SUPPLIED TEXT:
<<<<

NLDITA 2010 Executive Tea theme was: making money with DITA. How to save on production costs for documentation using DITA. Various speakers have cited this: working with topics and re-use of content can lead to faster production, reduced translation costs and more diversity in output, customizable publishing, processing more information with fewer people, and much more. In short: what is keeping us… .

Many organizations are not ready (yet) to switch to a modular way of working with XML in a rapidly changing environment . There are parallels with software development, object-oriented programming or with the agile method that replaces traditional ‘waterfall’ workflow methods. With Agile software development cooperation is of essential importance, in addition to flexibility and production of components, just as it is with DITA. And just as it is with DITA not all organizations can easyly adopt agile methods or managers are hesitating to let go of existing known and fixed patterns.

History

In his article ‘The History of DITA’ Bob Doyle sketches an historical context, where minimalism and Information Mapping can be considered as precursors of DITA and where the development of (S)GML, HTML and XML are placed in the context of the development of structures and techniques for documentation and information processing. However, some people challenge this historical link between minimalism and DITA, because DITA tends to be more like an information typology while minimalism is based on design rules for writing. But then again, all these different concepts seem to confluence into DITA, including minimalism in a usable setting. Design rules as far as it concernes task based and user centric writing got their manifestation in the DITA topic types. The XML structure enforces a user centric way of writing, what is especially true for the Task topic. Even the Information mapping vendors claim that DITA is not something new but is based on the same concepts that were used to develop IMAP years before.

Simple or complex?

Technology has a downside. Developers fall back on tools and processes and tend to use DITA as yet another XML technique to do smart conversions and run scripts to create the most wonderfull products. Of course this brings us very important and beautifull solutions, see the presentations at NLDITA, but  from the viewpoint of writers and end users DITA seems to become very complex. And that is not what we want.

>>>>

Collected data

<<<<

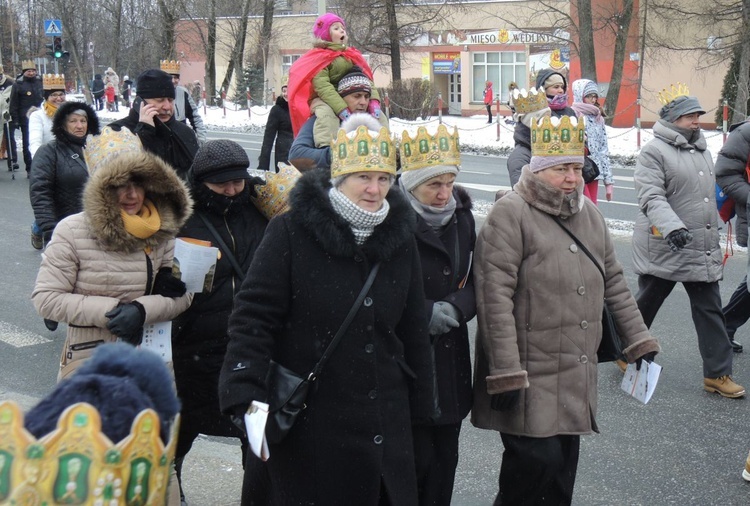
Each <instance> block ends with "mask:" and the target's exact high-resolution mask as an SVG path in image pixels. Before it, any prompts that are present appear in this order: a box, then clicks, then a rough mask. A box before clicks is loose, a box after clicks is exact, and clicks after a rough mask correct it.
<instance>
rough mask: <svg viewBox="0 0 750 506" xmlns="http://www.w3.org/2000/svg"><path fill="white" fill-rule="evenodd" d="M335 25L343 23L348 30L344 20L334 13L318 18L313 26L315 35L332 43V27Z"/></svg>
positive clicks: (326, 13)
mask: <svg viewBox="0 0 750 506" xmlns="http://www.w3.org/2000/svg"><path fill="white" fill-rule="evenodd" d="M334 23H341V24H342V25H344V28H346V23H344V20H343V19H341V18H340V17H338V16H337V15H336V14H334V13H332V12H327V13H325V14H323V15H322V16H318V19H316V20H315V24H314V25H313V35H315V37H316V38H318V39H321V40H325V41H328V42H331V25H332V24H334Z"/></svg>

>>>>

EXERCISE TASKS:
a: In the DITA passage, what was the theme of the NLDITA 2010 Executive Tea?
b: Please retype the DITA passage between "Simple or complex?" and "what we want.", inclusive.
The listing has no connection to the DITA passage.

ANSWERS FOR THE TASKS:
a: Making money with DITA.

b:
Simple or complex?

Technology has a downside. Developers fall back on tools and processes and tend to use DITA as yet another XML technique to do smart conversions and run scripts to create the most wonderfull products. Of course this brings us very important and beautifull solutions, see the presentations at NLDITA, but  from the viewpoint of writers and end users DITA seems to become very complex. And that is not what we want.